# [WHAT TO WORK ON]
Format the part of the rows that opens with the line containing "target | smiling mouth" and closes with the line containing "(565, 1050)" as a JSON list of strings, one string per line and blank lines left out. Include both of those lines.

>> begin

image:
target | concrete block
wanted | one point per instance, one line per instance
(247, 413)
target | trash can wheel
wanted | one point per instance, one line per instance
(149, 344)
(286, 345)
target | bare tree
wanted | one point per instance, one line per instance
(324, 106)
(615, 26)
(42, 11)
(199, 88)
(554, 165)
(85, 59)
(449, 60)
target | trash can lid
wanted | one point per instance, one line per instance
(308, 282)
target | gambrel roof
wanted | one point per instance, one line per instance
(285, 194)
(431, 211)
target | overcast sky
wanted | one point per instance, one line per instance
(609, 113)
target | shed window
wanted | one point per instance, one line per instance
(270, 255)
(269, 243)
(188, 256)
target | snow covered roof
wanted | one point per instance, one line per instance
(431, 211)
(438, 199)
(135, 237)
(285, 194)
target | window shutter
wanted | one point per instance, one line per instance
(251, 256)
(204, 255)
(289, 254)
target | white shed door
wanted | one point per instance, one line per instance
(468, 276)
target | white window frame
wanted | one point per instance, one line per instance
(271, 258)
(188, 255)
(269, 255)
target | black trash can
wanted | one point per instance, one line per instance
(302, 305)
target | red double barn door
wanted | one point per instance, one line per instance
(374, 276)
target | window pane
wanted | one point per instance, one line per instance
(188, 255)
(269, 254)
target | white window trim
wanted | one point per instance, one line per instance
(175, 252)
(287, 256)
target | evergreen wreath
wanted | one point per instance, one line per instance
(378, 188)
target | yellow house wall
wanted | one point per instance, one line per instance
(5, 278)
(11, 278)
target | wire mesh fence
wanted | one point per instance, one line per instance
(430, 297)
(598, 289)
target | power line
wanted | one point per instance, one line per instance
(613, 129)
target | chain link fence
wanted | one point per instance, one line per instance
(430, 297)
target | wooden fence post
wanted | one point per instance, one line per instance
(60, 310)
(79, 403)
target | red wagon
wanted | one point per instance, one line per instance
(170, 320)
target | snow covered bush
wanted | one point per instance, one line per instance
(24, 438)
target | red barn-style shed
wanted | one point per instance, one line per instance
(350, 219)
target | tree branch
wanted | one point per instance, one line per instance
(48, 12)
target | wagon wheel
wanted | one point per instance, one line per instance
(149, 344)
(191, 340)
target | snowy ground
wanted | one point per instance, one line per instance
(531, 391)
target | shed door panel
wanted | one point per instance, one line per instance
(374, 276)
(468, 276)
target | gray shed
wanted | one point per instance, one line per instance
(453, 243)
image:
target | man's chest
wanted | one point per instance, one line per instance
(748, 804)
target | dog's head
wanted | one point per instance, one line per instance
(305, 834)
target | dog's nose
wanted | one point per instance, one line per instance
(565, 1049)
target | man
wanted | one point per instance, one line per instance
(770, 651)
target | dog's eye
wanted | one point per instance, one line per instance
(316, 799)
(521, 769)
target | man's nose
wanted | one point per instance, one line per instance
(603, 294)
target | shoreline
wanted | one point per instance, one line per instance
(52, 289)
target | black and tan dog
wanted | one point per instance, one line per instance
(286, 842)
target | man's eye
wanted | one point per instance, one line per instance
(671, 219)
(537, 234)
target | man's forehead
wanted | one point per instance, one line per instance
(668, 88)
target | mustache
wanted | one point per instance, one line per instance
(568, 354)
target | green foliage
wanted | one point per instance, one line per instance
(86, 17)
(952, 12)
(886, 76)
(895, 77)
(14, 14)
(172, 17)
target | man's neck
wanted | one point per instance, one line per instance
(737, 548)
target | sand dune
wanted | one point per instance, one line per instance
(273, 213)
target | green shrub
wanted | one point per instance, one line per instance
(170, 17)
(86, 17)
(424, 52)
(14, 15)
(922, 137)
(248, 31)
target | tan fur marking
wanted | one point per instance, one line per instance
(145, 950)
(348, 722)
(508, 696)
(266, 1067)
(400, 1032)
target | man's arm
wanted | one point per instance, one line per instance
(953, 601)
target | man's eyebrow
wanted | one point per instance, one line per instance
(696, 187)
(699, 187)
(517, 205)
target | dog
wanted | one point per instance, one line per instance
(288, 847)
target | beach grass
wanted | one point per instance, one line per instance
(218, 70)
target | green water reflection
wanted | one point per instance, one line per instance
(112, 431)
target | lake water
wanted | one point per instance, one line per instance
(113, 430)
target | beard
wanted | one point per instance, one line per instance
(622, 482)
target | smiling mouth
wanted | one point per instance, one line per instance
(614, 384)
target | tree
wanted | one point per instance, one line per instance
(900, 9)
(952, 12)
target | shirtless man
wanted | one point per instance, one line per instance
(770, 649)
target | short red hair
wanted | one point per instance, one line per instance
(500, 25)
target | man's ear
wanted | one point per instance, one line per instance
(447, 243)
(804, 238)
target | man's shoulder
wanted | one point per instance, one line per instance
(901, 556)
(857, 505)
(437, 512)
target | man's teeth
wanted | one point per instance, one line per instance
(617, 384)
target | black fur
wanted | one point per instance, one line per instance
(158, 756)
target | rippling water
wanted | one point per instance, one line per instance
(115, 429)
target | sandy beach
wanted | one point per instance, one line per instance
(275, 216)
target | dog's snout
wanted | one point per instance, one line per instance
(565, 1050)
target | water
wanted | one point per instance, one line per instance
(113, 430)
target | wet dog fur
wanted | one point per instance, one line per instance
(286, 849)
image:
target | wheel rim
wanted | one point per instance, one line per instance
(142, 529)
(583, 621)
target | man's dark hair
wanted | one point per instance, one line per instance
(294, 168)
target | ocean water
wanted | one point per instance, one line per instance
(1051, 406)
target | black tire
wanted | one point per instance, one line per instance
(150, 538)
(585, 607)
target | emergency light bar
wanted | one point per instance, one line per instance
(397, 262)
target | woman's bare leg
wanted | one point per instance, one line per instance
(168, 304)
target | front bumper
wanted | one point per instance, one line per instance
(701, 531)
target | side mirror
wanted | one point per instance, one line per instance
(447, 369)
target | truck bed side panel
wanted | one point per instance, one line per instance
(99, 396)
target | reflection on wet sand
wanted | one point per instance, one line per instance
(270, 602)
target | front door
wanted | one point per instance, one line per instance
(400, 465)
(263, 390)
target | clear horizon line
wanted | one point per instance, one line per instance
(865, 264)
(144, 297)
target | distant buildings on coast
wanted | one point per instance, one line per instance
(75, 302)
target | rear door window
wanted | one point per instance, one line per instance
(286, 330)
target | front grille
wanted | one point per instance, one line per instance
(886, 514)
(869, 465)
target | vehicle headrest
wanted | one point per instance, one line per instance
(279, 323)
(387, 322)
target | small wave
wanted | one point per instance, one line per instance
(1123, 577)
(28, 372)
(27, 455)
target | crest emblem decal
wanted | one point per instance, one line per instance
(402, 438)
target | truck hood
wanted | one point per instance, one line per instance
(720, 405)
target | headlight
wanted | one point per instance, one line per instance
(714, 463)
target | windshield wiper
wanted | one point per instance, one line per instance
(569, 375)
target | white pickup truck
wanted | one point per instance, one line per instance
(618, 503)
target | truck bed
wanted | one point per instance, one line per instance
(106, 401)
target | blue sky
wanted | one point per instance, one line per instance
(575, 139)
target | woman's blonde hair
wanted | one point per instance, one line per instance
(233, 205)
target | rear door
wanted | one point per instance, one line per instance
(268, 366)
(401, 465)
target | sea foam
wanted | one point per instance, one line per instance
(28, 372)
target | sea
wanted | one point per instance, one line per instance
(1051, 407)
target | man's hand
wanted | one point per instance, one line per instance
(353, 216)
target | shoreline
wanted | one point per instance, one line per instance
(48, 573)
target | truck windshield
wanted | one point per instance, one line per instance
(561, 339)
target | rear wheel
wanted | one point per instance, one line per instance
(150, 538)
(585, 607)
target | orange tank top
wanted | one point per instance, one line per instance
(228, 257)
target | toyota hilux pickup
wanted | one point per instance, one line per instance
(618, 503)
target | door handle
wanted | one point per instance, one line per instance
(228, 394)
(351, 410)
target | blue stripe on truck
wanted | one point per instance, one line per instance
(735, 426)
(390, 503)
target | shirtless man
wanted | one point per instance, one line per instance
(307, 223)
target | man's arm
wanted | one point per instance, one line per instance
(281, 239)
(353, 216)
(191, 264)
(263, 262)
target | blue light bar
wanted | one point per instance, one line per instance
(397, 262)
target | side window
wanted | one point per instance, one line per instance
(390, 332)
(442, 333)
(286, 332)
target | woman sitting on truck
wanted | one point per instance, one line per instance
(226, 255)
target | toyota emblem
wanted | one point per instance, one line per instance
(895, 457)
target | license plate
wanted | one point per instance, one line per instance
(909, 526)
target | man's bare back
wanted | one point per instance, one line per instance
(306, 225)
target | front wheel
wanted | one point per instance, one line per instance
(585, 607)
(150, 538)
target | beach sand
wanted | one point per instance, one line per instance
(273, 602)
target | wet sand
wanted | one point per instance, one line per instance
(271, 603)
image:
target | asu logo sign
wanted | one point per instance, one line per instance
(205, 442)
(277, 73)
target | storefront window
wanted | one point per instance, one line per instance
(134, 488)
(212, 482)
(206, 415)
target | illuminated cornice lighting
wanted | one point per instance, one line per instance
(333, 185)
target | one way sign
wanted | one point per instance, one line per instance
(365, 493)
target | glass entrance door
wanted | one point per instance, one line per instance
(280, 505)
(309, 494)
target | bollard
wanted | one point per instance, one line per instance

>> end

# [TASK OUTPUT]
[
  "target | smiling mouth",
  "wanted | one point per instance, one line per instance",
  "(614, 384)",
  "target | tree",
  "wanted | one point per instance, one line per instance",
  "(900, 9)",
  "(952, 12)",
  "target | shirtless man",
  "wanted | one point per instance, one line per instance",
  "(770, 649)",
  "target | short red hair",
  "wanted | one point per instance, one line per instance",
  "(500, 25)",
  "target | man's ear",
  "wanted | one point per instance, one line per instance",
  "(447, 243)",
  "(804, 238)",
  "target | man's shoulder",
  "wanted | one point per instance, one line per instance",
  "(901, 556)",
  "(857, 505)",
  "(437, 512)",
  "target | man's teeth",
  "wanted | one point per instance, one line per instance",
  "(617, 384)",
  "target | black fur",
  "wanted | one point per instance, one line per instance",
  "(158, 756)",
  "target | rippling water",
  "wanted | one point per instance, one line per instance",
  "(115, 429)",
  "target | sandy beach",
  "wanted | one point per instance, one line per instance",
  "(275, 216)",
  "target | dog's snout",
  "wanted | one point per instance, one line per instance",
  "(565, 1050)"
]